(PROBLEM TO SOLVE): Apart from the pictures, reproduce the data below exactly as it stands.

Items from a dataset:
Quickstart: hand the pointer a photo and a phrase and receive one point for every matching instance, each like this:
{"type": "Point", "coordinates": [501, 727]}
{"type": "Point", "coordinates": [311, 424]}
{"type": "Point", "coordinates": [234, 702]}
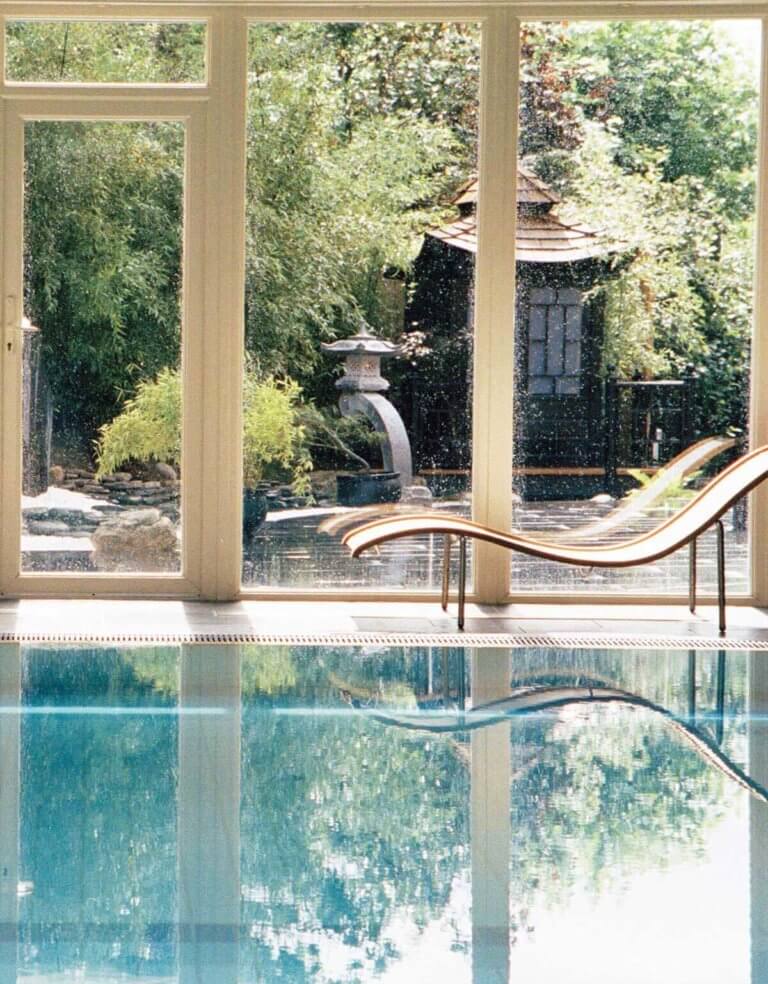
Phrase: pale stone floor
{"type": "Point", "coordinates": [149, 620]}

(OUTPUT BELOW):
Quickstart: hand the pointer a photo and a phrase and receive one point for every matching instance, each like this:
{"type": "Point", "coordinates": [501, 727]}
{"type": "Point", "coordinates": [311, 424]}
{"type": "Point", "coordinates": [234, 702]}
Phrase: pale stone floor
{"type": "Point", "coordinates": [149, 620]}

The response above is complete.